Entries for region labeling
>> Begin

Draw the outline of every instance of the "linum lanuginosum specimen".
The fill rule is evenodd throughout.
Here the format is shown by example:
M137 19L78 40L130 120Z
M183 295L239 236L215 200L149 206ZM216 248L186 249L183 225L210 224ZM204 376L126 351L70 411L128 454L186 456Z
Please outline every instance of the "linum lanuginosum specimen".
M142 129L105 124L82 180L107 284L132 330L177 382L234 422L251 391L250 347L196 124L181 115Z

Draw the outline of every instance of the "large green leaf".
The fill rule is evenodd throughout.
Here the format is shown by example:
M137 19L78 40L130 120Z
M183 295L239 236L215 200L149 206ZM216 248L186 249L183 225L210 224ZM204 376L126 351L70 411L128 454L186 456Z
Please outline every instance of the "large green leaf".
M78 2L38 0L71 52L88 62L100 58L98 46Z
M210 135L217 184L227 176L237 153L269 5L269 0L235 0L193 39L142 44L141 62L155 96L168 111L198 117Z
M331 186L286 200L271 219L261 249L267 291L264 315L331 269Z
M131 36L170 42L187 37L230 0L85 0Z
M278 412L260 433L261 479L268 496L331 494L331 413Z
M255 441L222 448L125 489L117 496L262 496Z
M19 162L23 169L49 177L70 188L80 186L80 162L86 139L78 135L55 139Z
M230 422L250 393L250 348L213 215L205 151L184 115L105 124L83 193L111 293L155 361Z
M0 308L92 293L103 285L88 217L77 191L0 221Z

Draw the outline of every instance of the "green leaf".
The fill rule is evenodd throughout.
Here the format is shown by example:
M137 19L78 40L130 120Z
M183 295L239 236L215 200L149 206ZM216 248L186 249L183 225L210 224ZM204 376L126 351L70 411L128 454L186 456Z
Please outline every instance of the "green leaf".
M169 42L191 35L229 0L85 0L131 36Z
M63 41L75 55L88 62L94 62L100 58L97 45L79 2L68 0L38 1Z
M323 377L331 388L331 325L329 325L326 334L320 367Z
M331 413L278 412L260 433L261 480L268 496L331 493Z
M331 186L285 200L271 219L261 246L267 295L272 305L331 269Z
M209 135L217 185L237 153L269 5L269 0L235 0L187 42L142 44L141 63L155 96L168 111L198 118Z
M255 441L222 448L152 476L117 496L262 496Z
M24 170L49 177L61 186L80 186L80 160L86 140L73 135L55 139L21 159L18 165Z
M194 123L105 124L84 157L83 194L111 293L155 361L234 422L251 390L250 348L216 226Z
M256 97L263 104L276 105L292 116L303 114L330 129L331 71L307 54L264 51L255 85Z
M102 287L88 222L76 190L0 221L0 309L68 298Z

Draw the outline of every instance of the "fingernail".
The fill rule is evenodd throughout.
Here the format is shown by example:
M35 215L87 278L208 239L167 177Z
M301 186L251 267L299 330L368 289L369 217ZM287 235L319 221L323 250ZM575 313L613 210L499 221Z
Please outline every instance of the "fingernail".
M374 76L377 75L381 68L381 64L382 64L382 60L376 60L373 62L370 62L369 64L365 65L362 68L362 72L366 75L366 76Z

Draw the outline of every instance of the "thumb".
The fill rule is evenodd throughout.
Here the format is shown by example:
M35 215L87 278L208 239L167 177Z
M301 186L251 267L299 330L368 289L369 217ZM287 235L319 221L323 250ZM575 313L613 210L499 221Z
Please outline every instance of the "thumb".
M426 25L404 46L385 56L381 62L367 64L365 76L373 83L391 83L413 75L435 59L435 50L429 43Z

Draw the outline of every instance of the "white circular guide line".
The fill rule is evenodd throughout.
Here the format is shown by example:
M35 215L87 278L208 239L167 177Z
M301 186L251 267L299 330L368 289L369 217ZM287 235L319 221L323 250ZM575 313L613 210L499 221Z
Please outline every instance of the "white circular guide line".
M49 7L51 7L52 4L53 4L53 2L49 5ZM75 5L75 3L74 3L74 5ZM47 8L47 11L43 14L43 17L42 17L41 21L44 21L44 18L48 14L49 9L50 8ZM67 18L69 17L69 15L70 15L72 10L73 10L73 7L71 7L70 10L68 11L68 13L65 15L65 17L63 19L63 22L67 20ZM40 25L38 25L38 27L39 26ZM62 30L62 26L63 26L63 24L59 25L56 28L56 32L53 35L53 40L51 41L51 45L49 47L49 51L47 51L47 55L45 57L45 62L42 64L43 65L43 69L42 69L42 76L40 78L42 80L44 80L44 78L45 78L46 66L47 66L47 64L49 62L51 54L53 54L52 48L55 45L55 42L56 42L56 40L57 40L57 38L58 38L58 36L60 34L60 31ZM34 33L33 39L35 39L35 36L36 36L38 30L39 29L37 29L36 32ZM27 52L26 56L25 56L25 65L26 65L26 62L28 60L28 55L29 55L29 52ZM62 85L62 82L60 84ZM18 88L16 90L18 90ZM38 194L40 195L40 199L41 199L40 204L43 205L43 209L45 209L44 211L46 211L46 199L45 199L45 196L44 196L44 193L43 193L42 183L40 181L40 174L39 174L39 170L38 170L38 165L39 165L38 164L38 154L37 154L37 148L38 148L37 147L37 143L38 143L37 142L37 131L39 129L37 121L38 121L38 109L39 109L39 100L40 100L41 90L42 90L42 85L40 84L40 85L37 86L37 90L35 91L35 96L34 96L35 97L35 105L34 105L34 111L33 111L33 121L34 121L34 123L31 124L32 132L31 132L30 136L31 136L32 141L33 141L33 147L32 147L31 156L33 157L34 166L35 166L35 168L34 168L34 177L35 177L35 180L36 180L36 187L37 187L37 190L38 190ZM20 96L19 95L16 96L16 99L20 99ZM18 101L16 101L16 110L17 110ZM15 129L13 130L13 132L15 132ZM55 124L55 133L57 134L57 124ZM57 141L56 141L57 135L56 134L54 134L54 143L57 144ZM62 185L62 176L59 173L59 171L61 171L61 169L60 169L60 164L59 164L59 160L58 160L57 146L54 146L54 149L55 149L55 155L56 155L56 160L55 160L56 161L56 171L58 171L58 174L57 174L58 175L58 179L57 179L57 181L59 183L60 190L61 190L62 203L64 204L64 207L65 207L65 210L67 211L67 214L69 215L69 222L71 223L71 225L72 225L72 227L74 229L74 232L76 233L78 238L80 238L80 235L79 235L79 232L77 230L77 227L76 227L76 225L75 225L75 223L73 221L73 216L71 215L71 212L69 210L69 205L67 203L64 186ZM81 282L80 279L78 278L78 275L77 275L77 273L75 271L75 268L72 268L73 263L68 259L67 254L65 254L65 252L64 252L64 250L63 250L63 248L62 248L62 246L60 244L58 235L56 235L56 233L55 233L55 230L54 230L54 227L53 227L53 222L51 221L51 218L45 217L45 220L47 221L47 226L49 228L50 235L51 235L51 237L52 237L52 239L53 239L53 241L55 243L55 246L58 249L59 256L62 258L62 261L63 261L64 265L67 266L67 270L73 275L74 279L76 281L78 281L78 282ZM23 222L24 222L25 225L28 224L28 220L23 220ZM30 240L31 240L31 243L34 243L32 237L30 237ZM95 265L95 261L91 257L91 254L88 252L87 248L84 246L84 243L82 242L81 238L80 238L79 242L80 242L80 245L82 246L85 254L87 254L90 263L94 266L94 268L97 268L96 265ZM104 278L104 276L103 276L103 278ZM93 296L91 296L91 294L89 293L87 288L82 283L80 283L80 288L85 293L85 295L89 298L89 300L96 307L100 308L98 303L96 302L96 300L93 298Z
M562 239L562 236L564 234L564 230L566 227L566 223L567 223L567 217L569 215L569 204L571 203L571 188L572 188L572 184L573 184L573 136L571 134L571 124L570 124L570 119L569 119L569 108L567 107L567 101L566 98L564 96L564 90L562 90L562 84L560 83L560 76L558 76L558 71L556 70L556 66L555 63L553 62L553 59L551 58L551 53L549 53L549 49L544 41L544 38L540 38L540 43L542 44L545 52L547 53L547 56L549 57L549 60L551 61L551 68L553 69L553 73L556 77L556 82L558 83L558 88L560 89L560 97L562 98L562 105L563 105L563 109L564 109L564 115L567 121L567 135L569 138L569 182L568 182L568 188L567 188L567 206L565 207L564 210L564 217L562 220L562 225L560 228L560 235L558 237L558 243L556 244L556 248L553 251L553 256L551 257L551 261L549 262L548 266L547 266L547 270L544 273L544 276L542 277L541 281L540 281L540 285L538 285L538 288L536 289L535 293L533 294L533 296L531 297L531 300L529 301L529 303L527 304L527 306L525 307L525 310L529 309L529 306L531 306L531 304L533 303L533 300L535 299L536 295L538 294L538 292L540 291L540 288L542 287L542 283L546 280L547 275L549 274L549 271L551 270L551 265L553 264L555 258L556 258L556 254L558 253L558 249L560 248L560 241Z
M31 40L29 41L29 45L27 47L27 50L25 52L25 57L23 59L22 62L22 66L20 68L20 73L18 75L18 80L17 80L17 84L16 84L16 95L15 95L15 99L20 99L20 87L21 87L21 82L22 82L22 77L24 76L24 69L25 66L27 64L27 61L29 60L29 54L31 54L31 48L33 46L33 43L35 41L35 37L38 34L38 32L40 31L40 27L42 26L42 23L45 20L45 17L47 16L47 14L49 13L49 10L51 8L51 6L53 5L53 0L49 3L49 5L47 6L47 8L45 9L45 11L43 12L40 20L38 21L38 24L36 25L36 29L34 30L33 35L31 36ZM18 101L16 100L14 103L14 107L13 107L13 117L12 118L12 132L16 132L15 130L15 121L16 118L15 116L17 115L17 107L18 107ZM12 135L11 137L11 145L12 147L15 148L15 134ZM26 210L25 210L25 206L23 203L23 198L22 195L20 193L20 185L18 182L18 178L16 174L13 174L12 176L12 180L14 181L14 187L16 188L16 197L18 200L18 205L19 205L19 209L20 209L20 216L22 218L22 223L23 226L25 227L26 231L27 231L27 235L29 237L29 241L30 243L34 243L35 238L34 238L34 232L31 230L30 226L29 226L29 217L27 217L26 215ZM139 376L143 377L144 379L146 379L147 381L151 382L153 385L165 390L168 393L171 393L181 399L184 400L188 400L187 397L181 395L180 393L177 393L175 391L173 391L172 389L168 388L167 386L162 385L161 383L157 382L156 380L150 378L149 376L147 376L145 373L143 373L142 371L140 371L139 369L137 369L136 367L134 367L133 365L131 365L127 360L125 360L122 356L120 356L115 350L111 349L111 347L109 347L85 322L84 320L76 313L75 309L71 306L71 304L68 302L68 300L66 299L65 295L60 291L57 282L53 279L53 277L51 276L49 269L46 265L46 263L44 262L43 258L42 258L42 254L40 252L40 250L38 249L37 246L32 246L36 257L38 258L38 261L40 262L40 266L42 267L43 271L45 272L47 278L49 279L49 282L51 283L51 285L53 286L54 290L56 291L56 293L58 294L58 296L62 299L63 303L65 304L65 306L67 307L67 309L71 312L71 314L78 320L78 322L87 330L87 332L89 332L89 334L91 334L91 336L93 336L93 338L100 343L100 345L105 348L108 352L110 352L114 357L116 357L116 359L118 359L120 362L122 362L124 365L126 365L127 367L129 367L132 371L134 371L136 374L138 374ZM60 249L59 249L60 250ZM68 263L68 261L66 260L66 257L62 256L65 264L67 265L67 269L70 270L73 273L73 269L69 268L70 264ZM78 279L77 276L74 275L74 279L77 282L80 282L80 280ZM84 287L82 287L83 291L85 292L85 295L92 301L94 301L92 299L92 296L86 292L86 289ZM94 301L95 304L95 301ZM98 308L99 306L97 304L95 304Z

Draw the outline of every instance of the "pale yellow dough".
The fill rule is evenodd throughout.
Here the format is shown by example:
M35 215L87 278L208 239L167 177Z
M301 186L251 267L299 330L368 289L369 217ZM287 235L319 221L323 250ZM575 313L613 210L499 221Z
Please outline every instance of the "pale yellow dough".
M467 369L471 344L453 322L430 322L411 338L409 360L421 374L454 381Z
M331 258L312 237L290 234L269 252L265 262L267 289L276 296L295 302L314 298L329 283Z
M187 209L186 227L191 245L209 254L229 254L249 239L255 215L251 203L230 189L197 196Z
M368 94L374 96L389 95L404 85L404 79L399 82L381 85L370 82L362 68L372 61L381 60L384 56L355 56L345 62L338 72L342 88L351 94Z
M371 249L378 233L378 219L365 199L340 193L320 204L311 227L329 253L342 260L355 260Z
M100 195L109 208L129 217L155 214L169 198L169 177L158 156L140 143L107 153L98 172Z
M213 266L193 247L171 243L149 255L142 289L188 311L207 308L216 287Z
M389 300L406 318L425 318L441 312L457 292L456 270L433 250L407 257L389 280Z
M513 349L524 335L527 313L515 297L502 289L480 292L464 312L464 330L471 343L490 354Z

>> End

> Instructions to follow:
Copy the records word for word, starting at their first line and stopping after the line that contains "M102 287L88 222L76 190L0 221L0 309L68 298Z".

> Task output:
Draw the outline of every instance of the "linum lanuginosum specimen".
The fill rule is evenodd throughout.
Here the format is shown by example:
M137 19L78 40L130 120Z
M183 295L239 236L215 200L149 206ZM216 248L186 249L183 225L210 224ZM204 376L126 351L70 411L128 454L186 456Z
Please outline every instance of the "linum lanuginosum specimen".
M142 129L105 124L82 180L107 284L132 330L177 382L234 422L251 391L250 347L196 124L181 115Z

Draw the outline of every instance of the "large green leaf".
The fill rule is evenodd throughout.
Here the format is shown by example:
M137 19L78 40L130 120Z
M183 295L239 236L215 200L149 206ZM216 248L186 249L183 225L210 224ZM204 376L126 351L70 411L128 454L186 456Z
Please outline every instance of the "large green leaf".
M78 2L38 0L71 52L88 62L100 58L98 46Z
M210 135L217 184L227 176L237 153L269 5L269 0L235 0L193 39L142 44L141 62L155 96L168 111L198 117Z
M331 186L286 200L271 219L261 249L267 291L264 315L331 269Z
M131 36L170 42L187 37L230 0L85 0Z
M278 412L260 433L261 479L268 496L331 494L331 413Z
M255 441L222 448L125 489L117 496L262 496Z
M19 162L23 169L49 177L70 188L80 186L80 162L86 139L78 135L55 139Z
M230 422L250 393L250 348L213 215L205 151L184 115L105 124L83 193L111 293L155 361Z
M0 308L92 293L103 285L88 217L77 191L0 221Z

Draw the outline of every instance of the "green leaf".
The fill rule is evenodd throughout.
Here the format is shown by example:
M137 19L78 40L130 120Z
M183 295L239 236L215 200L149 206ZM216 248L186 249L183 225L210 224ZM204 376L126 351L70 411L128 454L186 456Z
Please outline every instance of the "green leaf".
M169 42L191 35L229 0L85 0L131 36Z
M63 41L75 55L88 62L94 62L100 58L97 45L79 2L68 0L38 1Z
M323 377L331 388L331 325L329 325L326 334L320 367Z
M331 413L278 412L260 433L261 480L268 496L331 493Z
M331 186L285 200L271 219L261 246L267 295L272 305L331 269Z
M209 135L217 185L237 153L269 5L269 0L235 0L187 42L142 44L141 63L155 96L168 111L198 118Z
M255 441L222 448L152 476L117 496L262 496Z
M24 170L49 177L61 186L80 186L80 160L86 140L73 135L55 139L21 159L18 165Z
M194 123L105 124L84 157L83 194L111 293L155 361L234 422L251 390L250 348L216 226Z
M256 97L263 104L276 105L292 116L303 114L330 129L331 71L307 54L264 51L255 85Z
M102 287L88 222L76 190L0 221L0 309L68 298Z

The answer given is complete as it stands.